Complètement ignare en matière de droit, je me suis quand même souvent demandé comment une société digne de ce nom peut sortir de cette impasse.  J'avais donc été séduit, il y a des années, par la théorie élaborée par un magistrat français, Marc Ancel, au moment où il faisait partie de la Cour de cassation.  M. Ancel souhaitait une césure entre le verdict et la peine.  À son avis, il fallait dissocier les faits et la responsabilité de l'accusé.  Le procès devait, dans un premier temps, établir si, oui ou non, l'accusé avait fait ce qu'on lui reprochait.  À ce stade, on ne devait pas se demander si l'accusé était ou non sain d'esprit, mais s'il avait vraiment commis le crime dont on l'accusait.  De cette étape découlait un verdict : coupable ou non coupable.  Restait ensuite, dans l'hypothèse d'une culpabilité nettement établie, à évaluer la responsabilité de la personne.  Selon M. Ancel, c'est à ce stade, et à ce stade seulement, qu'on devait s'inquiéter de la santé mentale de l'accusé et choisir, par exemple, entre une peine carcérale ou un traitement psychiatrique en milieu sécuritaire.  Certains coupables, parce que responsables de leurs gestes, recevaient une peine; d'autres coupables, incapables de mesurer la portée de leurs gestes, étaient soumis à un traitement plutôt qu'à une peine.  La césure faisait disparaître la triste possibilité de détenir en milieu clos des présumés innocents.

DONNÉES BRUTES ->
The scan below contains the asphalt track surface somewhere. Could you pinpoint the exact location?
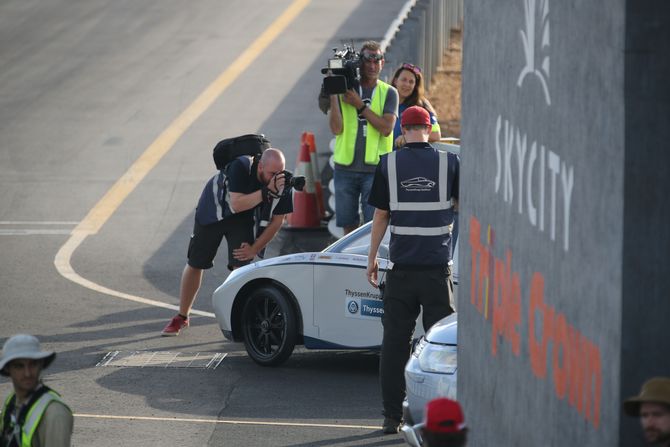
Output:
[0,0,404,446]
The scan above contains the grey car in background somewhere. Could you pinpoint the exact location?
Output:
[402,313,458,445]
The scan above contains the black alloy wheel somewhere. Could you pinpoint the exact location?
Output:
[242,286,298,366]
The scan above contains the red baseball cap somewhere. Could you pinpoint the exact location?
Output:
[400,106,432,126]
[426,400,465,433]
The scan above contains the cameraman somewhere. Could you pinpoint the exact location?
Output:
[328,41,398,234]
[162,148,293,336]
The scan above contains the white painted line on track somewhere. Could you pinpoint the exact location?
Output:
[74,413,379,430]
[0,220,79,225]
[0,229,72,236]
[54,0,311,318]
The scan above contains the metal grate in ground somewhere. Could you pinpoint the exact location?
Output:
[95,351,228,369]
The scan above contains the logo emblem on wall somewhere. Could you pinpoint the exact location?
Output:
[347,300,358,314]
[516,0,551,106]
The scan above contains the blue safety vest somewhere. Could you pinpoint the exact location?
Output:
[382,145,455,265]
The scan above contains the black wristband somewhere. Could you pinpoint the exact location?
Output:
[261,185,281,202]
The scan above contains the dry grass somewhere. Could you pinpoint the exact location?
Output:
[426,29,463,138]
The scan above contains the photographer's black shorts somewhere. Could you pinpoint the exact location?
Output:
[188,216,254,270]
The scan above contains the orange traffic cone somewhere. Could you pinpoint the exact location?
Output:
[303,132,326,219]
[287,136,321,228]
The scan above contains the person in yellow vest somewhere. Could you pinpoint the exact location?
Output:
[328,41,398,234]
[0,334,73,447]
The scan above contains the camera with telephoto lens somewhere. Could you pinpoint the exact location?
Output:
[321,45,361,95]
[279,171,305,195]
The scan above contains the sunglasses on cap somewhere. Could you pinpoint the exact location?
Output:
[401,63,421,74]
[361,53,384,62]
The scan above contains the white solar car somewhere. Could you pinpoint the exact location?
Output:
[212,223,456,366]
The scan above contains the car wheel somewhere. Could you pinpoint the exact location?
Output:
[242,287,298,366]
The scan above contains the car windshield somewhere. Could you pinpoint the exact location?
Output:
[323,222,390,258]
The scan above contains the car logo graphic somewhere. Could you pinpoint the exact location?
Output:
[516,0,551,106]
[347,300,358,314]
[400,177,435,189]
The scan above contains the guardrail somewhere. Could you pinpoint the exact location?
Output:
[381,0,463,90]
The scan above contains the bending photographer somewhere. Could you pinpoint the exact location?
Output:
[162,148,293,336]
[328,41,398,234]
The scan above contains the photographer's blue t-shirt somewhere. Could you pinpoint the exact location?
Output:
[195,156,293,225]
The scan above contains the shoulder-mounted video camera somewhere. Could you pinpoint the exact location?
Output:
[321,45,361,95]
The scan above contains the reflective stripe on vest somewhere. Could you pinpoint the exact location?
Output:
[0,391,70,447]
[333,81,393,166]
[387,151,453,236]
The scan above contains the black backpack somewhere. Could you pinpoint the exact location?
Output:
[212,134,270,170]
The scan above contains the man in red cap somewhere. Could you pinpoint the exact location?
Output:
[623,377,670,447]
[367,106,459,434]
[423,398,468,447]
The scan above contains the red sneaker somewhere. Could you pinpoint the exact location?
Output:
[161,315,188,337]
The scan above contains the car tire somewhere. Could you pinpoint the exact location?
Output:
[242,286,298,366]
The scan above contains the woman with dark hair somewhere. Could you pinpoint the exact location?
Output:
[391,63,441,148]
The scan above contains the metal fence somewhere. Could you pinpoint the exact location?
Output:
[381,0,463,89]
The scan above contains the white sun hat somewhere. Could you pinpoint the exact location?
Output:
[0,334,56,376]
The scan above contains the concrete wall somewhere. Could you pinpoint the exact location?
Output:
[458,0,636,446]
[620,0,670,446]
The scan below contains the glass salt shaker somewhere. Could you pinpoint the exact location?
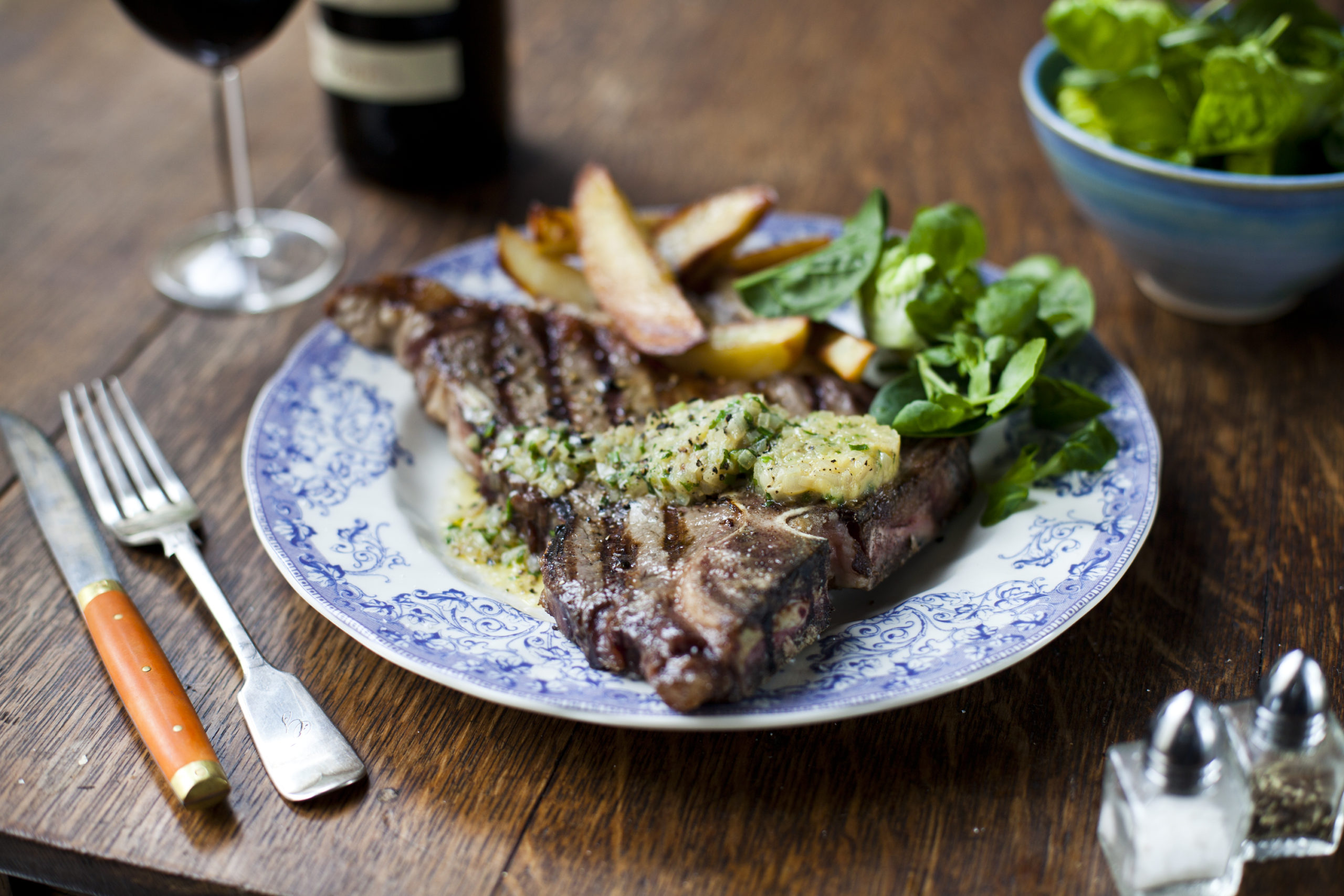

TÂCHE À RÉALISER -> D'après le texte fourni, de quelle instance Marc Ancel faisait-il partie lorsqu'il a élaboré sa théorie ?

CORRIGÉ DE L'EXERCICE -> Il faisait partie de la Cour de cassation.